What needs to be done: Every line in the records below that holds "waterfall" must be identified and copied.
START Input data
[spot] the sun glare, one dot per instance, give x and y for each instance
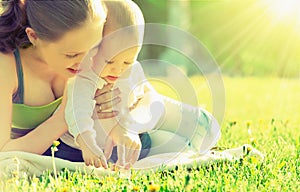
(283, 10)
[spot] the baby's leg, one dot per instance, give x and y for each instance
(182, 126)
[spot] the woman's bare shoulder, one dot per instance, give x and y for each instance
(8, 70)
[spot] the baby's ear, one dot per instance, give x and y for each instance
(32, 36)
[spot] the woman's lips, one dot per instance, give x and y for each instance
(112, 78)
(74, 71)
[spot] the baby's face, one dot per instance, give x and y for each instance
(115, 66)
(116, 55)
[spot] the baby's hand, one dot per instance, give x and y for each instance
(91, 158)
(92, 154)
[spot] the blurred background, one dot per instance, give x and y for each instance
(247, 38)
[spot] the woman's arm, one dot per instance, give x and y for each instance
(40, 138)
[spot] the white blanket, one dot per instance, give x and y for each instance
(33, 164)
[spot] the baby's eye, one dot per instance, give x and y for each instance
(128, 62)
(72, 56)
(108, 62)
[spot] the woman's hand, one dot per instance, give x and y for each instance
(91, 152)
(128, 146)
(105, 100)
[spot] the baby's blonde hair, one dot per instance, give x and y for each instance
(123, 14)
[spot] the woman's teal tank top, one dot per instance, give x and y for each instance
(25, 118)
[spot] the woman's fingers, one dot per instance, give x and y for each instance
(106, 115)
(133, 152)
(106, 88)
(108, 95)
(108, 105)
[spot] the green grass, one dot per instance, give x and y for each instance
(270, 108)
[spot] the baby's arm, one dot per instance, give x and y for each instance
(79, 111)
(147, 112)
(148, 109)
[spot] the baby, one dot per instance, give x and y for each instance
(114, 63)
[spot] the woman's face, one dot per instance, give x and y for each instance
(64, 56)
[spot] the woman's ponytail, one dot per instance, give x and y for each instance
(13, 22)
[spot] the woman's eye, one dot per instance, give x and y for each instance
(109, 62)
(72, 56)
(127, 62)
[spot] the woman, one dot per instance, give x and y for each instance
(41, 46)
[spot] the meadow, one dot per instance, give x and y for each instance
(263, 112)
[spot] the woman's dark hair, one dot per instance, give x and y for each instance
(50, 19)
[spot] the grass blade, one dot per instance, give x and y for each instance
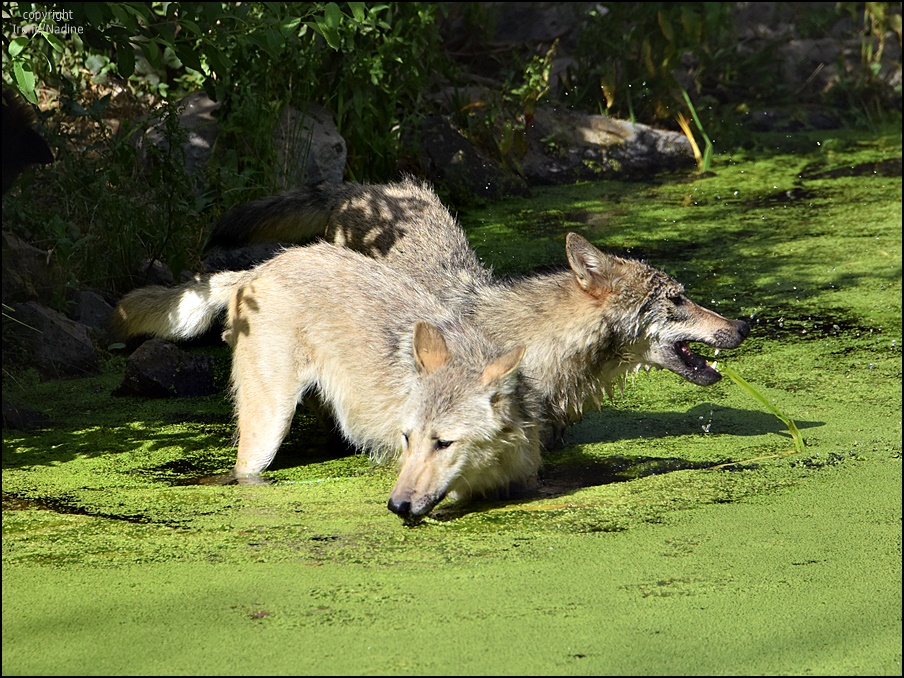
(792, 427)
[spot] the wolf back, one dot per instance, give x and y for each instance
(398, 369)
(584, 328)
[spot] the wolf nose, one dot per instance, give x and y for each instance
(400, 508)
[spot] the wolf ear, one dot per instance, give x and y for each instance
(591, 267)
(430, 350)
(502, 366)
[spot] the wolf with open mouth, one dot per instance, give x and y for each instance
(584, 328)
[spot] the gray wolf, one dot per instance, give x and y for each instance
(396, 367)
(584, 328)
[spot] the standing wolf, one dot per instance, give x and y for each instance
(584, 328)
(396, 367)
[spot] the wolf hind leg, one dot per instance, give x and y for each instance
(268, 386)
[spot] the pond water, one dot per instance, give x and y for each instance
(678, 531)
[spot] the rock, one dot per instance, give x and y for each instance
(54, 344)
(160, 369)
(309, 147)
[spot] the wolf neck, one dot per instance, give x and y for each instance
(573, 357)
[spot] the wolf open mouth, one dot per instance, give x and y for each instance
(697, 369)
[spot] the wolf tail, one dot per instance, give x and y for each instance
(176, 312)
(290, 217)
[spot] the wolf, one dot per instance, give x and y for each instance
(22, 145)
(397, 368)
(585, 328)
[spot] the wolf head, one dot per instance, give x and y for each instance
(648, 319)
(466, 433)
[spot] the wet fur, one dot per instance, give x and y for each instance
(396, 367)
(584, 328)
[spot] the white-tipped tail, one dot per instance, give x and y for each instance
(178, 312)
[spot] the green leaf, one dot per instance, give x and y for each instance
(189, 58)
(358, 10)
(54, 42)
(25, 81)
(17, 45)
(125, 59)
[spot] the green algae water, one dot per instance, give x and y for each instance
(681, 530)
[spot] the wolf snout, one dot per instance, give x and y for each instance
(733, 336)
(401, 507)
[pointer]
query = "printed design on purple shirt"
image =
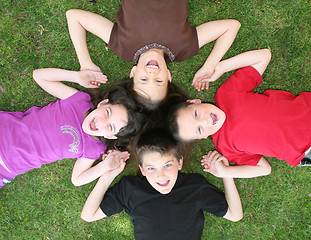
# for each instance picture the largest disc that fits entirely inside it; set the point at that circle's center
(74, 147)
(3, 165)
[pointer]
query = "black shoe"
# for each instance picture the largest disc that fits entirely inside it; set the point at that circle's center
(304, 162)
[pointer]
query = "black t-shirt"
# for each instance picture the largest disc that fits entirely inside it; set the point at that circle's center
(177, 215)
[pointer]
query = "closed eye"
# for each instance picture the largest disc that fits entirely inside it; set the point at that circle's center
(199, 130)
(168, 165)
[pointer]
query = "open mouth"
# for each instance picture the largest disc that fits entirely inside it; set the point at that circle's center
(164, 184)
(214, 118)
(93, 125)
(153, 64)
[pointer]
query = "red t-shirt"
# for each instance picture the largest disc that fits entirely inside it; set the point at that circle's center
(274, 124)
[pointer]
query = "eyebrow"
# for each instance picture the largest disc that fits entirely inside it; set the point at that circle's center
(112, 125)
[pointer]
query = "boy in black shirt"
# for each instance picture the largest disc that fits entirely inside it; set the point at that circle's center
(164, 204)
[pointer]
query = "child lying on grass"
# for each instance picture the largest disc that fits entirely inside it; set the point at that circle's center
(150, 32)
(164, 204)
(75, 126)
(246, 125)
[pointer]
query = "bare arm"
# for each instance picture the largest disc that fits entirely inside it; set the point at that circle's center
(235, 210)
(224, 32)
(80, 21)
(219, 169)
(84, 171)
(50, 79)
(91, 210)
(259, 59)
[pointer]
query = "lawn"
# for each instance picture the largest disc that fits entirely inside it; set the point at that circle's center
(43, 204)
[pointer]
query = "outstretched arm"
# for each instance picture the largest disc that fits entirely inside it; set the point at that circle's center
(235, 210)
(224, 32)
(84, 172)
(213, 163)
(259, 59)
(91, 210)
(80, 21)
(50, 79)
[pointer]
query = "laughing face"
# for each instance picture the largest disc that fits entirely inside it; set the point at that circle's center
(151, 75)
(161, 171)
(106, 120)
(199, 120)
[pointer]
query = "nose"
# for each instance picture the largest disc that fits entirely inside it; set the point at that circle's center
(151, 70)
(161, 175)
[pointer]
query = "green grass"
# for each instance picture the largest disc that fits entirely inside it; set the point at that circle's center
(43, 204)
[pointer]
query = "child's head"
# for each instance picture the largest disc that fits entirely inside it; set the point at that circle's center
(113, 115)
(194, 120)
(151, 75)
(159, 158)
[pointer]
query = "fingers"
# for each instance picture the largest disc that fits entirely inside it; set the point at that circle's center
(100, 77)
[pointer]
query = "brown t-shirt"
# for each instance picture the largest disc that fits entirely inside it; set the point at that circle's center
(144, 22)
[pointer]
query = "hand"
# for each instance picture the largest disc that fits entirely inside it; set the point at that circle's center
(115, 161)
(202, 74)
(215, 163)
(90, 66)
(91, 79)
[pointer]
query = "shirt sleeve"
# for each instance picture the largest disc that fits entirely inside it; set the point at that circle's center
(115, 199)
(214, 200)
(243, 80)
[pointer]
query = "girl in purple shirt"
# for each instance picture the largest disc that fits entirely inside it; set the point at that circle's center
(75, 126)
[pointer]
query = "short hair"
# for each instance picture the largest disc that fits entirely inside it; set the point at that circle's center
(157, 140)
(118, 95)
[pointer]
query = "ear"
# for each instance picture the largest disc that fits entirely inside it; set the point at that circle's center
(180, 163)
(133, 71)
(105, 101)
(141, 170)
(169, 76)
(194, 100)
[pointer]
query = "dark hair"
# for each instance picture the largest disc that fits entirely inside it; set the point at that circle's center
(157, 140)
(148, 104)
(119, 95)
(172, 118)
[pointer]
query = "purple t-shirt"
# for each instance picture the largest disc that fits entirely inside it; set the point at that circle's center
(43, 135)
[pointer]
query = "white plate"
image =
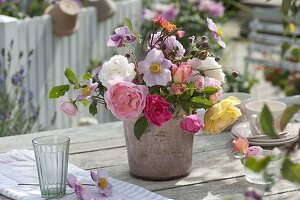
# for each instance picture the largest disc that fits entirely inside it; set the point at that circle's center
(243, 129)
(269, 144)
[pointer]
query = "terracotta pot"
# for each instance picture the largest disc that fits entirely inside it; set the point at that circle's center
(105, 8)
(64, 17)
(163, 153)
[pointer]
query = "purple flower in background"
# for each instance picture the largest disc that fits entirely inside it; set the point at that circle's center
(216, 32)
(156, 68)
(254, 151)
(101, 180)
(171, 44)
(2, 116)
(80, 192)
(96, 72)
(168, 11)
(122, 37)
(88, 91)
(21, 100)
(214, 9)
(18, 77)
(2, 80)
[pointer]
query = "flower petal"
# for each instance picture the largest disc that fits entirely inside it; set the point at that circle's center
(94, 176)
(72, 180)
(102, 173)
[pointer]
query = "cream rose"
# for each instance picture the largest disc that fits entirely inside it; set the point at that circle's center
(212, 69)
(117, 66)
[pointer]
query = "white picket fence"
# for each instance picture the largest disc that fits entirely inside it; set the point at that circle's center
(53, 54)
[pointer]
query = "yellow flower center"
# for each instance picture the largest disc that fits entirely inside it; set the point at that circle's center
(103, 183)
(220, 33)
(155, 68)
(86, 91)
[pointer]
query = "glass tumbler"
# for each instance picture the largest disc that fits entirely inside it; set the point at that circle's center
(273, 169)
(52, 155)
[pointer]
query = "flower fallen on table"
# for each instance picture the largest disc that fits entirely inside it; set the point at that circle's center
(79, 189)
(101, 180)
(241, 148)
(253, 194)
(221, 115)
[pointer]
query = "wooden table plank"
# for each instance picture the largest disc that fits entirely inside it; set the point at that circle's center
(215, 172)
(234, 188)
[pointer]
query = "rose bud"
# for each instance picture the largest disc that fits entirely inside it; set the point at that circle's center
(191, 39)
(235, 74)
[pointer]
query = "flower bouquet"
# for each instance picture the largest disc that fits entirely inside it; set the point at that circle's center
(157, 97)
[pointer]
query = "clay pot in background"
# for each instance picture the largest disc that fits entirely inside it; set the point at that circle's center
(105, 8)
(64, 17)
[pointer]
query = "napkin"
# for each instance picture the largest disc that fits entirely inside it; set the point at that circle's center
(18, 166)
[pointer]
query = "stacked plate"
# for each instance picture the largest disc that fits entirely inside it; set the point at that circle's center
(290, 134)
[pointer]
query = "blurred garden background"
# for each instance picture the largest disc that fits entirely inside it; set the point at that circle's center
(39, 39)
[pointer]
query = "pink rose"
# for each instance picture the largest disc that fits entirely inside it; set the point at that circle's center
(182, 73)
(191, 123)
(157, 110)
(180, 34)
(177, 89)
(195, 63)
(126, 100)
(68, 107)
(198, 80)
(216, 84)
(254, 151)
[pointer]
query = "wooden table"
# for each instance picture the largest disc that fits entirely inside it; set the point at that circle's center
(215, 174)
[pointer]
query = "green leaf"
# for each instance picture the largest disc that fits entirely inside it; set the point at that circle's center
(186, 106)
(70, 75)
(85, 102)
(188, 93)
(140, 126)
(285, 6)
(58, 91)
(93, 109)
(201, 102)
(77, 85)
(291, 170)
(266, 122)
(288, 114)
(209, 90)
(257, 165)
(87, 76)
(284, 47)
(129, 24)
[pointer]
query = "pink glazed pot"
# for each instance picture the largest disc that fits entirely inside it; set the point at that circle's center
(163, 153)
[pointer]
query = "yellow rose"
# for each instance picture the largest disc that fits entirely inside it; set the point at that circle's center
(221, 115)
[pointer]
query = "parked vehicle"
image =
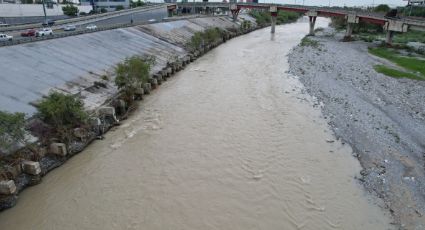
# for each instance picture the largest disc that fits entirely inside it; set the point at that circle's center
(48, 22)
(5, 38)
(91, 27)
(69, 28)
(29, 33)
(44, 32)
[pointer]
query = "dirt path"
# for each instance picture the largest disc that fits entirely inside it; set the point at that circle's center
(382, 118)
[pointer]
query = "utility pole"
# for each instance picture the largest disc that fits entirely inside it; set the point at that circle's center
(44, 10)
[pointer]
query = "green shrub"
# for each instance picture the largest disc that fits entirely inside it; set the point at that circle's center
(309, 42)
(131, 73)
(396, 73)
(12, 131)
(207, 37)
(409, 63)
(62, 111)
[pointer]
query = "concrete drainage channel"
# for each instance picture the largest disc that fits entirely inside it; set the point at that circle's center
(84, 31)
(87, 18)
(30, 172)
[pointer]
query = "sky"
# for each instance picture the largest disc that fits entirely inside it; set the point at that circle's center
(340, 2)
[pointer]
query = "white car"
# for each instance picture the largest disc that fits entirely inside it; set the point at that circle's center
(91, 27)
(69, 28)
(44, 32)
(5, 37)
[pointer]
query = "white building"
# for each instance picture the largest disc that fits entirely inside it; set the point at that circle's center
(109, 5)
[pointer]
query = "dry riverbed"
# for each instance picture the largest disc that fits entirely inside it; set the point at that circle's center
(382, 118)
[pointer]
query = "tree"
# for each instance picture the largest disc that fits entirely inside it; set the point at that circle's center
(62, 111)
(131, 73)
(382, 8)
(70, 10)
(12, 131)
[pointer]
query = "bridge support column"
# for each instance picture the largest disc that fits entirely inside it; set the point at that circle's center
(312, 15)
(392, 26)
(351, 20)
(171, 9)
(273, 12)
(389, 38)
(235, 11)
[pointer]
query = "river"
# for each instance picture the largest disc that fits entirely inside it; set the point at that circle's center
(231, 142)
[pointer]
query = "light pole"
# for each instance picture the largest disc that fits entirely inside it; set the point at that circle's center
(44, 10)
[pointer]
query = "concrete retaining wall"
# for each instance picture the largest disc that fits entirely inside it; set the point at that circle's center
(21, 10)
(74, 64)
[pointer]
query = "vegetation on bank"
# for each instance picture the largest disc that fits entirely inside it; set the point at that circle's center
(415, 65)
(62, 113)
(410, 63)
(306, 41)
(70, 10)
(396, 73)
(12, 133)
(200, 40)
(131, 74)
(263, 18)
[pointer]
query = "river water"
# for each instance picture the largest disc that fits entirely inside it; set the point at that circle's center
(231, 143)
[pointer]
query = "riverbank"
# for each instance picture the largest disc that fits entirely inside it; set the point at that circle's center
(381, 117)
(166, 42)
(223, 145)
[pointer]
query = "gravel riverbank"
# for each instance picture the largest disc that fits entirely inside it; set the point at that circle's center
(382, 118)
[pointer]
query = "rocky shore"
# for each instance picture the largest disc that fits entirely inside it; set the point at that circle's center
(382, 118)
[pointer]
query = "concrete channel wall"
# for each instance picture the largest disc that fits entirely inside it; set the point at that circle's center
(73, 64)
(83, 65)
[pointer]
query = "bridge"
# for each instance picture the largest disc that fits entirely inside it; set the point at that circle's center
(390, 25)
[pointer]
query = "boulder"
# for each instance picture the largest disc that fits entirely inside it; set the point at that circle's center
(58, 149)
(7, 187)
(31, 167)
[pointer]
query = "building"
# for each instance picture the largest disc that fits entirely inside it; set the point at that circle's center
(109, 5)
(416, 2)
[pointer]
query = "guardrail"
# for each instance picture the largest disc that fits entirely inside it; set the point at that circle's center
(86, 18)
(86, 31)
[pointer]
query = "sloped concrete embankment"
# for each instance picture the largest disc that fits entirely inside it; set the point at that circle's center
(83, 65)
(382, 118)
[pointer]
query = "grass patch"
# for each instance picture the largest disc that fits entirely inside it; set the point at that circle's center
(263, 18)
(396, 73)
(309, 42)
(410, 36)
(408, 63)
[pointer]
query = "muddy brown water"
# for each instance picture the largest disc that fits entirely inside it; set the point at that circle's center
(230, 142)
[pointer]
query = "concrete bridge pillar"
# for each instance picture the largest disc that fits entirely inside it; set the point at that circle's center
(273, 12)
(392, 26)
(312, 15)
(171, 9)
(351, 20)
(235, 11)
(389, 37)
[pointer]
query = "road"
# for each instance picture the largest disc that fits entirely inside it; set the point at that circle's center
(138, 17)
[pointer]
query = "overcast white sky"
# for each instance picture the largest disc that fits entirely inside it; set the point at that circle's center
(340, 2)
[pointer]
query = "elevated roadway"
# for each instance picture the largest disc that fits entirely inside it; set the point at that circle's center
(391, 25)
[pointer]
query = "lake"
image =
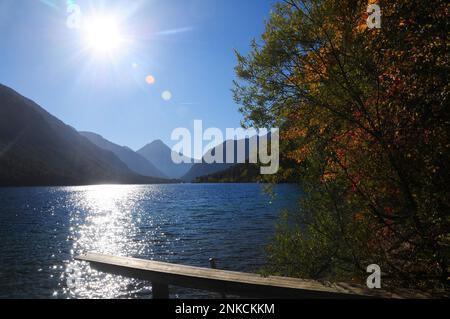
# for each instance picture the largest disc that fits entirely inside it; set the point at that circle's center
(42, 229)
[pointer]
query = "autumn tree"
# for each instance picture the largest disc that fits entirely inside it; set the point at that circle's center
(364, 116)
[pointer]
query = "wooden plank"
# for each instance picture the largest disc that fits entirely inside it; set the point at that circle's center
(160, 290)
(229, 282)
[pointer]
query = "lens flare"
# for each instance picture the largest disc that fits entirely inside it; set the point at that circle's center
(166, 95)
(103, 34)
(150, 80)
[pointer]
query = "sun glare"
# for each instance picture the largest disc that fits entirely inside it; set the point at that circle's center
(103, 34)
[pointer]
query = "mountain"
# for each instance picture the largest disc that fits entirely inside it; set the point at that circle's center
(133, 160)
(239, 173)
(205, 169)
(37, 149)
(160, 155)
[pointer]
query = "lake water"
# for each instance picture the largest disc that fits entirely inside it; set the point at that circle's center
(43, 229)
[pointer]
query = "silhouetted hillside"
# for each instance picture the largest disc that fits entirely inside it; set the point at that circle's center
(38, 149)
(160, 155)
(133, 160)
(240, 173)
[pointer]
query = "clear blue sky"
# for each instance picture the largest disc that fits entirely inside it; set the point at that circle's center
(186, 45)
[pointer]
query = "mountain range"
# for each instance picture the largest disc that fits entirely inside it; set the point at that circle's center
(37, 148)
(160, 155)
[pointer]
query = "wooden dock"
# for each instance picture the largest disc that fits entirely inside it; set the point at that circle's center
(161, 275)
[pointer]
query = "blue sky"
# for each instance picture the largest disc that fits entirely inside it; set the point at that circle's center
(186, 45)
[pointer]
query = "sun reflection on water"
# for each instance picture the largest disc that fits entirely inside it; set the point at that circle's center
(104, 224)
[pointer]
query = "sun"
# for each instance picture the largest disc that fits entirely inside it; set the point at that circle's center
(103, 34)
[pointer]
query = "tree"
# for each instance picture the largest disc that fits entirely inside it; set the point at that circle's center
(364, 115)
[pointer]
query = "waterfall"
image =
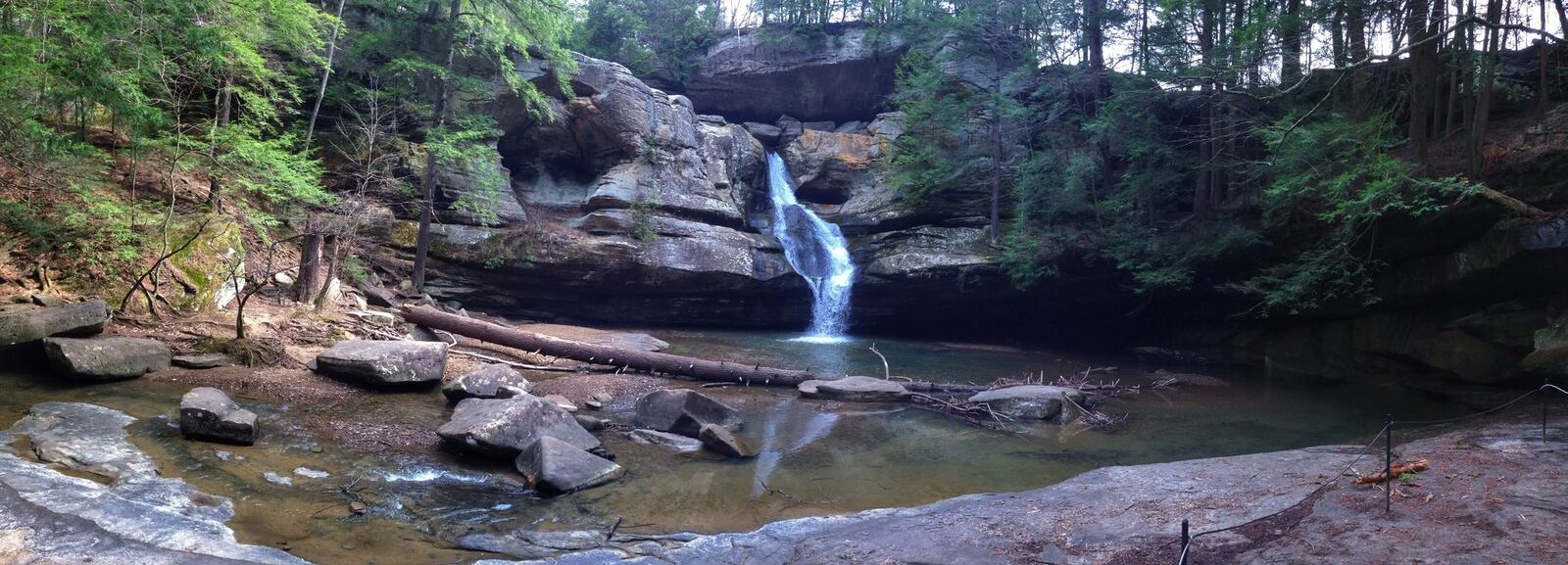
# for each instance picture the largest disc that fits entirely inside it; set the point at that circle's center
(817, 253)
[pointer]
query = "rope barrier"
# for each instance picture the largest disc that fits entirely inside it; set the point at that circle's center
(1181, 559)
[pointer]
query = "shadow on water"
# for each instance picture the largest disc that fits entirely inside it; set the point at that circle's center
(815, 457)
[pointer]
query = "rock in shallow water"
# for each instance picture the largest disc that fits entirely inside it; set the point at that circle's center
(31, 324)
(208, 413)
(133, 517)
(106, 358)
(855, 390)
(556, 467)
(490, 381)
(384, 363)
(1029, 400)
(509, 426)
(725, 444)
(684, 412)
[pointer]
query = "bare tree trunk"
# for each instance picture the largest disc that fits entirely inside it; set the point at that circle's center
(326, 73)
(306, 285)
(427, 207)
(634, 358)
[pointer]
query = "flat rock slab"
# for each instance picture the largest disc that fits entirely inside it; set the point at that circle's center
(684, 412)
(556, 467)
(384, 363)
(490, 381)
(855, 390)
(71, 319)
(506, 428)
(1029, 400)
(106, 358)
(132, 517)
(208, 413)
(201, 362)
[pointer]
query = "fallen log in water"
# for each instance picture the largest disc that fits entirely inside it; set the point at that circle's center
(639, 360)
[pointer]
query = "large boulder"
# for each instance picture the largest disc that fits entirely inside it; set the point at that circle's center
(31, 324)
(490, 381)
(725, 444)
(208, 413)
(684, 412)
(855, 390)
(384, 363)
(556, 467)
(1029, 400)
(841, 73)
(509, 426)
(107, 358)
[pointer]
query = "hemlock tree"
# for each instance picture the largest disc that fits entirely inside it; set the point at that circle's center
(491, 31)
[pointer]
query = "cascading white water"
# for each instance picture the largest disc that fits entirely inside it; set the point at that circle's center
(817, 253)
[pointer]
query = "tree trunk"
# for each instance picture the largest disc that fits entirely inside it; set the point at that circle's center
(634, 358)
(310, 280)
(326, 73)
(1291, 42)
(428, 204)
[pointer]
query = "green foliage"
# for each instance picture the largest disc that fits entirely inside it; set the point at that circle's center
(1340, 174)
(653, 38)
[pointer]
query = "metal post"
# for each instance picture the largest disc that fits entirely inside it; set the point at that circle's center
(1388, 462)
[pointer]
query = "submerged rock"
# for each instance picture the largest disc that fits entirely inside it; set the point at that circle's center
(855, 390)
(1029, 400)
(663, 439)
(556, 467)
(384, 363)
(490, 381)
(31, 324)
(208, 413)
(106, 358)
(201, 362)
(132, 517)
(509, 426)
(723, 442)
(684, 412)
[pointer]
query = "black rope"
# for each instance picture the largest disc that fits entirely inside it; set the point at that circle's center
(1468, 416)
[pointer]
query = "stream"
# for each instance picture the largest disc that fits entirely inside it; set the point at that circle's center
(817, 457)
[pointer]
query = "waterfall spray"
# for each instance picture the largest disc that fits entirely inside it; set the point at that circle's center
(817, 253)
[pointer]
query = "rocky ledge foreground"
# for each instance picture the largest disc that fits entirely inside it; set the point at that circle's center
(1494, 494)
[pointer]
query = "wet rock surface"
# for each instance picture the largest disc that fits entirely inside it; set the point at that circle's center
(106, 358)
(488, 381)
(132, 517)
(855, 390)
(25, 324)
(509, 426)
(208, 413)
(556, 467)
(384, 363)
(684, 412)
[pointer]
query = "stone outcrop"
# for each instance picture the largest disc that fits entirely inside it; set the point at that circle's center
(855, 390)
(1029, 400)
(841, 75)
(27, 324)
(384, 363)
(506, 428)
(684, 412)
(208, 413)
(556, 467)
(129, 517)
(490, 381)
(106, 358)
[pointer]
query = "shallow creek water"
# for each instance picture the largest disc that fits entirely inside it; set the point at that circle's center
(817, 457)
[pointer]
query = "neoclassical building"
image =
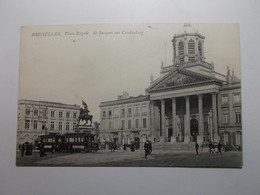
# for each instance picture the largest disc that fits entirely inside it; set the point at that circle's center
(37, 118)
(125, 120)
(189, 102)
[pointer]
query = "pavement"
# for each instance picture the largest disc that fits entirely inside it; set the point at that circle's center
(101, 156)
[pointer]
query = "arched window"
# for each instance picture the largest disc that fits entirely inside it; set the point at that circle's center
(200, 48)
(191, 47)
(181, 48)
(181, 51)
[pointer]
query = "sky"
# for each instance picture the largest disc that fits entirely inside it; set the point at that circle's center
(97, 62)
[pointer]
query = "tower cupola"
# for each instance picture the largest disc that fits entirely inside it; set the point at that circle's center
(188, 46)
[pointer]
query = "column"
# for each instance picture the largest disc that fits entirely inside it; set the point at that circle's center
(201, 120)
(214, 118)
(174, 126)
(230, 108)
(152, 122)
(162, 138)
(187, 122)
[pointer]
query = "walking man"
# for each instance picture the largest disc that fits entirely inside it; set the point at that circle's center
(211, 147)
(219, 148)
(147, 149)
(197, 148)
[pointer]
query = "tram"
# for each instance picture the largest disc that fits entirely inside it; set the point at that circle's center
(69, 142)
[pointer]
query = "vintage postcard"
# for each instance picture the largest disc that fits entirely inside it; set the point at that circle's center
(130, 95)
END Input data
Result:
query = "waterfall"
query = "waterfall spray"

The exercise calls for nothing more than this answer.